Supplied records:
============================================================

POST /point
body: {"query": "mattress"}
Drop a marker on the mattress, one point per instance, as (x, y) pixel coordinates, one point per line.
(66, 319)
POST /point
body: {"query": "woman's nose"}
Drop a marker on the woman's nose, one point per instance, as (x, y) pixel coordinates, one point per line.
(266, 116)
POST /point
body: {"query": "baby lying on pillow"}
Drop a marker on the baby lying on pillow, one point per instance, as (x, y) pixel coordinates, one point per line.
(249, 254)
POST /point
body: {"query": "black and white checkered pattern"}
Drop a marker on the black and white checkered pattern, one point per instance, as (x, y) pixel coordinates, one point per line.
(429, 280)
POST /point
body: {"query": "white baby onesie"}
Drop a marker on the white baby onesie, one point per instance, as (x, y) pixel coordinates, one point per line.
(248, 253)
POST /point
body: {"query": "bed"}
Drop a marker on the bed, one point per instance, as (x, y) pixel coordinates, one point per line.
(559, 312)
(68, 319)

============================================================

Reproduce every entry shown above, precisely as it stands.

Answer for this exercise:
POST /point
body: {"query": "mattress"}
Drop a marker on the mattress, one point per instance, as (x, y) pixel coordinates, one point per line.
(66, 319)
POST /point
body: {"query": "woman's nose"}
Drop a marker on the woman's nose, one point per instance, as (x, y) pixel coordinates, one point per line.
(266, 116)
POST /point
body: {"query": "baby lying on pillow"}
Drop a marker on the baby lying on pillow, one point per instance, as (x, y) pixel coordinates, one point per line.
(249, 254)
POST /point
body: {"query": "black and white checkered pattern"}
Drop a marker on the black and white checkered pattern, one point per instance, as (x, y) pixel coordinates, one point per line.
(429, 280)
POST /point
body: {"query": "white baby onesie"}
Drop a marker on the white baby onesie, one point per instance, as (x, y) pixel coordinates, one point per line.
(248, 253)
POST /point
body: {"query": "bed"}
Drop a marker on the bed, one point per instance, as (x, y) pixel coordinates, one point per line.
(559, 312)
(68, 319)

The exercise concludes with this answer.